Wednesday, June 10, 2020
Writ Action Decided on the Basis of Statute, Avoiding Issue of Governor’s and Chief Justice’s Powers
By a MetNews Staff Writer
The First District Court of Appeal yesterday denied writ relief to a man charged with multiple counts of child molestation who claims that Chief Justice Tani Cantil-Sakauye and Gov. Gavin Newsom acted in the absence of legal authority in issuing a series of orders, in reaction to the coronavirus epidemic, that have the effect of delaying his trial by 90 days.
Defendant Rodric Detwon Stanley had waived his speedy trial right up to April 20 which meant, in light of the 10-day grace period in Penal Code §1382, that the prosecution had until April 30 to bring him to trial in Contra Costa Superior Court. But jury trials were suspended by Cantil-Sakauye for 60 days, then for an additional 30 days.
Presiding Justice Stuart Pollak of Div. Four wrote:
“Defendant’s principal argument is that the Governor’s executive order and the Chief Justice’s statewide emergency orders, which effectively continued the statutory last day for defendant’s trial by 90 days, are unauthorized by statute and violate separation of powers principles. Although we question the merit of his contentions,1 this petition may be resolved on a much simpler basis.
“Penal Code section 1382 provides that an action shall be dismissed if trial is not commenced within the statutory time limits ‘unless good cause to the contrary is shown.’ ”
‘Good Cause’ Shown
Good cause has been amply shown, he declared. The presiding justice set forth:
“Health quarantines to prevent the spread of infectious diseases have long been recognized as good cause for continuing a trial date.”
He said the 90-day continuance here “is far longer than the continuances” approved in previous cases, “the COVID-19 pandemic is of such severity as to justify a continuance of this length,” noting:
“Despite state and local shelter-in-place orders throughout the country, including in California and Contra Costa County, according to the Center for Disease Control there have been almost two million cases of COVID-19 in the country and over 110,000 deaths caused by the virus. California itself has seen nearly 130,000 cases and over 4,600 deaths.”
Chief Justice Quoted
He quoted Cantil-Sakauye as saying:
“[C]ourts are clearly places of high risk during this pandemic because they require gatherings of judicial officers, court staff, litigants, attorneys, witnesses, defendants, law enforcement, and juries—well in excess of the numbers allowed for gathering under current executive and health orders.”
“Under these circumstances, the trial court unquestionably was justified in finding that the COVID-19 pandemic constitutes good cause to continue defendant’s trial until July 13, 2020, with a statutory deadline of July 29. Given the grave risks to court personnel, jurors, attorneys, and the defendant himself that would be created by proceeding in accordance with the normal timeline, any other conclusion would have been unreasonable in the extreme.”
Constitutional Arguments Rejected
The jurist went to say:
“We reject defendant’s contention that the continuance has violated his constitutional right to access the courts and to due process….Defendant has not been denied access to the courts, as reflected by the very consideration of his speedy trial motion. His trial has only been continued, as necessitated by the current public health crisis. And his due process rights have not been violated due to his prolonged pretrial detention during the pandemic….We note that defendant has not alleged that the conditions of his confinement pose a particular health risk to him that would raise constitutional issues.”
The case is Stanley v. Superior Court, A160151.

::::::

Prompt → Copy out word for word the passage of the article on the Stanley v. Superior Court ruling that opens with the words containing "Defendant Rodric Detwon" and closes with "much simpler basis.".

::::::

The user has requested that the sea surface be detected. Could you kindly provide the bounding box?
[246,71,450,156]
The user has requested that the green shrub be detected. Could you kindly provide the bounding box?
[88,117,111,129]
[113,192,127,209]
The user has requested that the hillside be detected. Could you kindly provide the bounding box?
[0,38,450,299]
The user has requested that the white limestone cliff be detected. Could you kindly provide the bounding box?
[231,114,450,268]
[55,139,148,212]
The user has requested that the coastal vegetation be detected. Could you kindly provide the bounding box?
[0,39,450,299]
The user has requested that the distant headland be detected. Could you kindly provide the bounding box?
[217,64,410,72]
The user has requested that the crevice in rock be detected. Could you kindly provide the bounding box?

::::::

Solution to the problem →
Defendant Rodric Detwon Stanley had waived his speedy trial right up to April 20 which meant, in light of the 10-day grace period in Penal Code §1382, that the prosecution had until April 30 to bring him to trial in Contra Costa Superior Court. But jury trials were suspended by Cantil-Sakauye for 60 days, then for an additional 30 days.
Presiding Justice Stuart Pollak of Div. Four wrote:
“Defendant’s principal argument is that the Governor’s executive order and the Chief Justice’s statewide emergency orders, which effectively continued the statutory last day for defendant’s trial by 90 days, are unauthorized by statute and violate separation of powers principles. Although we question the merit of his contentions,1 this petition may be resolved on a much simpler basis.